Teks Bacaan:

Salah satu kesenangan saya adalah membaca buku-buku sejarah. Dari
sejarah, saya memperoleh banyak pelajaran, yang dengannya membuat saya
berhati-hati dalam melangkah. Saya semakin menyadari akan satu hal, bahwa jalan
di dunia ini tidak selamanya mulus dan indah. Ada kalanya berlubang, bergelombang, penuh
onak dan duri. Dari sanalah saya mengetahui mengapa seseorang dapat sukses, dan
mengapa yang lain tidak.
Saya mengagumi ulama-ulama besar seperti Imam al-Ghazali, Imam Ibnu
al-Jauzy, Imam Ibnu Taimiyah dan Imam Hasan al-Banna karena ilmu yang mereka
miliki, ketekunan mereka dalam beribadah, keluhuran akhlak mereka dan
penghargaan mereka terhadap waktu. Imam Hasan al-Banna pernah mengatakan,
kewajiban yang ada lebih banyak daripada waktu yang tersedia. Pernyataan ini
bukan pernyataan yang main-main, melainkan sebuah pernyataan yang keluar dari
mulut seorang insan yang “bergelut” dengan waktunya dan sadar akan pentingnya
waktu.
Cabang-cabang ilmu pengetahuan mulai dari fikih, ushul fikih,
tafsir, hadits, tarikh, tasawuf, filsafat, sastra Arab, hingga ilmu kedokteran,
mereka kuasai dengan baik. Bahkan mereka ahli pada semua bidang itu. Tak heran
jika seorang Roger Garaudy sangat mengagumi ilmu yang dimiliki para ulama
Islam, yang sangat banyak itu, yang tidak dimiliki ilmuwan-ilmuwan Barat.

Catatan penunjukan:
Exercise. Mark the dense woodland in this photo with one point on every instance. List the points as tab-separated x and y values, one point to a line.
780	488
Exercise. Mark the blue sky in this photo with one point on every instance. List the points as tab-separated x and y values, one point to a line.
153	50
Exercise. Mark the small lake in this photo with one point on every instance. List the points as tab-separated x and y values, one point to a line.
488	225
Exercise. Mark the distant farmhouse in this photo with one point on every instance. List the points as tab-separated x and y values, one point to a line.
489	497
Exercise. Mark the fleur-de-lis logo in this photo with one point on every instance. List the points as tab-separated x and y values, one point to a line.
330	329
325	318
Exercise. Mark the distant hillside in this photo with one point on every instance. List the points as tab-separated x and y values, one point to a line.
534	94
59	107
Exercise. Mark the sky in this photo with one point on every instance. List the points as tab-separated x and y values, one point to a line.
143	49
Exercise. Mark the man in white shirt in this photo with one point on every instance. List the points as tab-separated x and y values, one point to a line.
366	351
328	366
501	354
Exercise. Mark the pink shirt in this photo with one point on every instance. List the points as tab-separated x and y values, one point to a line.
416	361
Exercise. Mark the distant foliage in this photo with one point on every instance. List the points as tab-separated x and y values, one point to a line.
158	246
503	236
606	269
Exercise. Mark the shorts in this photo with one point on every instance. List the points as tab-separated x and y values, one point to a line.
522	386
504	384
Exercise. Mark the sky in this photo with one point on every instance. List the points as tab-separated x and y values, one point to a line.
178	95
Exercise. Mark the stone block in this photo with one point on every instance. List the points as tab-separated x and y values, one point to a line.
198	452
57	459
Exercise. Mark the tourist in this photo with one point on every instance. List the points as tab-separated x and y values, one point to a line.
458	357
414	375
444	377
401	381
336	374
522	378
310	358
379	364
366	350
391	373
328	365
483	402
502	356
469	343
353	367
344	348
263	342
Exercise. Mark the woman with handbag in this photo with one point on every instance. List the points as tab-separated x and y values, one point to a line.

==

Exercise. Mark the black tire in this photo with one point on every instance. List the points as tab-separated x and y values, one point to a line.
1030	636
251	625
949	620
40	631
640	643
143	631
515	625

* * *

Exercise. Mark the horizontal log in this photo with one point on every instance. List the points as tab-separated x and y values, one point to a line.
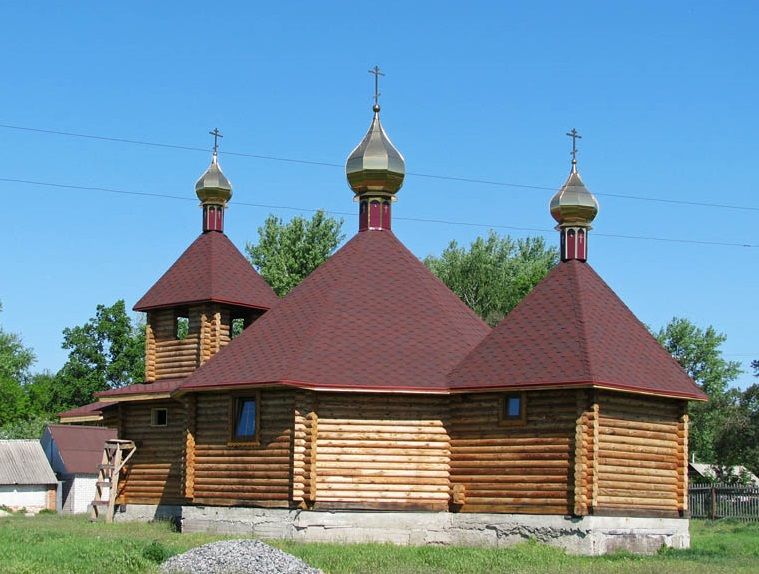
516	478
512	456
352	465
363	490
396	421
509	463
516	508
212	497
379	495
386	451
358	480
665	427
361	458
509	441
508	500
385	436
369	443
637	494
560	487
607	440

Daftar Tugas:
1: Jawab pertanyaan berikut berdasarkan teks tentang membaca sejarah dan para ulama.
(a) Apa salah satu kesenangan penulis?
(b) Siapa yang pernah mengatakan bahwa kewajiban yang ada lebih banyak daripada waktu yang tersedia?
(c) Siapa yang disebut sangat mengagumi ilmu yang dimiliki para ulama Islam?
2: Sambung teks tentang membaca sejarah dan para ulama dengan menulis bagian berikutnya setelah kalimat terakhirnya.
Item-item tersebut tidak dipakai dalam pengerjaan ini.

Jawaban Tugas:
1:
(a) Membaca buku-buku sejarah.
(b) Imam Hasan al-Banna.
(c) Roger Garaudy.

2:
Kekagumannya itu membuatnya masuk Islam. Ya, ini sungguh luar biasa. Siapapun
orangnya, yang tentu saja masih berakal sehat, pasti akan menyadari hal ini.
Bagaimana mereka menguasai banyak ilmu pengetahuan dalam usia mereka yang
tergolong pendek? Inilah pertanyaan yang mesti di jawab di sini.
Saya berpikir, semua itu terjadi karena mereka sangat menghargai
waktu. Sedetik pun waktu tidak pernah mereka sia-siakan. Kalaupun ada waktu
yang terbuang percuma, mereka akan menyesal dan berusaha dikemudian hari hal
itu tidak terulang lagi. Setiap hari, mereka melakukan kegiatan-kegiatan yang
bermanfaat untuk jiwa, raga, dan pikiran mereka. Ada seorang ulama yang menunggu kedatangan
gurunya dalam sebuah majelis, lantas kemudian ia isi waktu luang itu dengan
shalat sunah.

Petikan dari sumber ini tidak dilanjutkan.